TASK DETAILS: Copy the entries verbatim, beginning at their first line and ending with the line that contains "Outlines of the background". Include both of those lines and nothing after them.
═════ LISTED ENTRIES ═════
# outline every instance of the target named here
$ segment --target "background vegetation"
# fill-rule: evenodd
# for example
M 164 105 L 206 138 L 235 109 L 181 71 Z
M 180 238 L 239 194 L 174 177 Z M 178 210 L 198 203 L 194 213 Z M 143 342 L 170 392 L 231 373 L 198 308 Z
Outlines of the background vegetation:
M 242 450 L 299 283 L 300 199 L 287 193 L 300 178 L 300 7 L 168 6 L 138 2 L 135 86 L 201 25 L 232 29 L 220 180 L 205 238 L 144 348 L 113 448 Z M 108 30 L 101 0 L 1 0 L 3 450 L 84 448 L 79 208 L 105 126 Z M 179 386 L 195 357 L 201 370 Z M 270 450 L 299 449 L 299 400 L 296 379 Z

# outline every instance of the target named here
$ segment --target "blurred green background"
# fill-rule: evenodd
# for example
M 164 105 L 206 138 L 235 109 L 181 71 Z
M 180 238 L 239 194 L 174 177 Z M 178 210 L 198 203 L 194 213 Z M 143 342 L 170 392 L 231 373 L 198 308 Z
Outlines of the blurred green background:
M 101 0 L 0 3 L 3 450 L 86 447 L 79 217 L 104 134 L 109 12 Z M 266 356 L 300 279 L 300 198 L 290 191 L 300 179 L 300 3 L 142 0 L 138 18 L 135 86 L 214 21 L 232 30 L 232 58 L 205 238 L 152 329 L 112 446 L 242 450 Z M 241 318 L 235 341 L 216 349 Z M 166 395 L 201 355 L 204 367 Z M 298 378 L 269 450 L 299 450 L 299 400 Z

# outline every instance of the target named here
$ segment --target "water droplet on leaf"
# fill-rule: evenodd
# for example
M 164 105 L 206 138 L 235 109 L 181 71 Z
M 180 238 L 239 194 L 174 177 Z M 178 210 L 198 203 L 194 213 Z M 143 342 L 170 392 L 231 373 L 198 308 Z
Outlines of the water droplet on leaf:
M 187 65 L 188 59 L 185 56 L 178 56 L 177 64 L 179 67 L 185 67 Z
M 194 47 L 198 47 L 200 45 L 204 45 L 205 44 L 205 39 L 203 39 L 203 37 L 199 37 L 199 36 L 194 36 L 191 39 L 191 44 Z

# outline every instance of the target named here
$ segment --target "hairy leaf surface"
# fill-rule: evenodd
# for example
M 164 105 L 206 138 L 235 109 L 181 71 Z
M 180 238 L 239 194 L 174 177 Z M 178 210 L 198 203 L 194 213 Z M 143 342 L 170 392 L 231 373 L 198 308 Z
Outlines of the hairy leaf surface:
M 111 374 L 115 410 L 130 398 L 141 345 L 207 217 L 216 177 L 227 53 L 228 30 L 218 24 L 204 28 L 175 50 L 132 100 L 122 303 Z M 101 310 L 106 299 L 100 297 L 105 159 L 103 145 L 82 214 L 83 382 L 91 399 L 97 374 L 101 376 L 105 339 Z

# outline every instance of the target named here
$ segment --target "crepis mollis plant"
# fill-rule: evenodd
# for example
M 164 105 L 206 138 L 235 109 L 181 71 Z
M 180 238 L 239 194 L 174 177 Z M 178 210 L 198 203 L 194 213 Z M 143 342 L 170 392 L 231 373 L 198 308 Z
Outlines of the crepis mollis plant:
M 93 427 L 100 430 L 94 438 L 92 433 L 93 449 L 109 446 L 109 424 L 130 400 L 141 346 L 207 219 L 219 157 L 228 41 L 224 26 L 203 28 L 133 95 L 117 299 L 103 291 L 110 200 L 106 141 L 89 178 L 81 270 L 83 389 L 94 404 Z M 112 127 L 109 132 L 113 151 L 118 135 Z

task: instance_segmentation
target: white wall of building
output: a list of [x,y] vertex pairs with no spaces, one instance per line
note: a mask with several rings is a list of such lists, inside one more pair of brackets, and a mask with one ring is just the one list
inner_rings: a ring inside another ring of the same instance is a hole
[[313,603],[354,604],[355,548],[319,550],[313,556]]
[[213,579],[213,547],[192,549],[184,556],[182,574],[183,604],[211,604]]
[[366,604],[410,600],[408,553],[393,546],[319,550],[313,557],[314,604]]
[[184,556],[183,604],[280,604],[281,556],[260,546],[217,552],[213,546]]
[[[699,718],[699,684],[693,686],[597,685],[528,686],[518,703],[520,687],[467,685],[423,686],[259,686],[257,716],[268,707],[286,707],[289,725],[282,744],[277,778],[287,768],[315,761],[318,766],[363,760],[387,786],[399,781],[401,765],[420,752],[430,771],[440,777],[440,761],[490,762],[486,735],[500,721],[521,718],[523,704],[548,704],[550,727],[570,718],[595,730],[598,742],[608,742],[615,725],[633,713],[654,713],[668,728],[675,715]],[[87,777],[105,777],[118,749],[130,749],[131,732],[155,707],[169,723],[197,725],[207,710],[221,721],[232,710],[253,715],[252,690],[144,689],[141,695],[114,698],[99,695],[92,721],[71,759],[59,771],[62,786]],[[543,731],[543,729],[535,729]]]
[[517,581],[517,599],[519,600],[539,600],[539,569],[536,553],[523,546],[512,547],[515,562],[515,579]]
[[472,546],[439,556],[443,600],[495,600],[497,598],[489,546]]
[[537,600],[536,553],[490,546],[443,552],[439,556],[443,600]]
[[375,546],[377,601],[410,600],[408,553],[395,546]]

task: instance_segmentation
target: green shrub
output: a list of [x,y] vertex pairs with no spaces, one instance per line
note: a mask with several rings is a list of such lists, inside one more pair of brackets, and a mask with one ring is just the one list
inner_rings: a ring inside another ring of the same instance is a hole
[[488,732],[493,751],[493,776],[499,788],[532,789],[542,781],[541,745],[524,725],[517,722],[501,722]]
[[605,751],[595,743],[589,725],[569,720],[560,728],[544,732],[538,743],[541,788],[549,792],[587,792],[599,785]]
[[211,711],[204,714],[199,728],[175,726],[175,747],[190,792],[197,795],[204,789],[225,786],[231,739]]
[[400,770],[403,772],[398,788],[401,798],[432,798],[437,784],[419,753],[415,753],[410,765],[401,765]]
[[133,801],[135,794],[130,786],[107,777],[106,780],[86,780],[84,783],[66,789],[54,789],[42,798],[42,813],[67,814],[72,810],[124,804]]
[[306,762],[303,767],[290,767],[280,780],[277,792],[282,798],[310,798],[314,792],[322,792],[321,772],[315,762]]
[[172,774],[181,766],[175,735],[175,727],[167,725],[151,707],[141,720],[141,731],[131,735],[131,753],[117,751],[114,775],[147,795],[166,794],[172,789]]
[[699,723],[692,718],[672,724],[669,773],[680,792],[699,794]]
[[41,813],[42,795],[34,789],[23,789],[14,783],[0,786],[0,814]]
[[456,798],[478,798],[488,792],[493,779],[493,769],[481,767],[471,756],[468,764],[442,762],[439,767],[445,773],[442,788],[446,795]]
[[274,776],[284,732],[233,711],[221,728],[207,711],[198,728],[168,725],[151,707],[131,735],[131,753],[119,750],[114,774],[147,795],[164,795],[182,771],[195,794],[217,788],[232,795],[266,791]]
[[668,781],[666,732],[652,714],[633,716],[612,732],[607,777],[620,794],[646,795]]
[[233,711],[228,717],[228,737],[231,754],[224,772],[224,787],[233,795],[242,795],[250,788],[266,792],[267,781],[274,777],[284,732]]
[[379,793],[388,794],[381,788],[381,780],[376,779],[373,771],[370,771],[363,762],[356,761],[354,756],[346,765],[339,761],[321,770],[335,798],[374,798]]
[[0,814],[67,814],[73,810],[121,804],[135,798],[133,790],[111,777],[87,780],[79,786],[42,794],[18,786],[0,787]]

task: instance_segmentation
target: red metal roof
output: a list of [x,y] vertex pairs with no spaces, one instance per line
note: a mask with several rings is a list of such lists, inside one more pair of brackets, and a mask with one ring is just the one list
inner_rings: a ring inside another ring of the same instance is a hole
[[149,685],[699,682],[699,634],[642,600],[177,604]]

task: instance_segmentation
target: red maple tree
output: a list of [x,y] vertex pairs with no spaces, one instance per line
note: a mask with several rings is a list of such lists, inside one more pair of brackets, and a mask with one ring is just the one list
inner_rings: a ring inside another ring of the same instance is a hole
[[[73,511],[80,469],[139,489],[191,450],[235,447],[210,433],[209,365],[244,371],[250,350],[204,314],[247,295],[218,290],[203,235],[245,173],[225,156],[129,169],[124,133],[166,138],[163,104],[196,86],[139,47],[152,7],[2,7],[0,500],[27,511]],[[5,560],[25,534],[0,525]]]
═════
THE COMPLETED TASK:
# outline every instance of the target named here
$ segment --target "background vegetation"
# fill-rule: evenodd
# for example
M 164 105 L 206 138 L 235 109 L 181 71 Z
M 180 238 L 239 194 L 174 177 Z M 178 210 L 198 203 L 194 213 Z M 143 342 L 170 392 L 231 373 L 198 308 Z
Outlines of the background vegetation:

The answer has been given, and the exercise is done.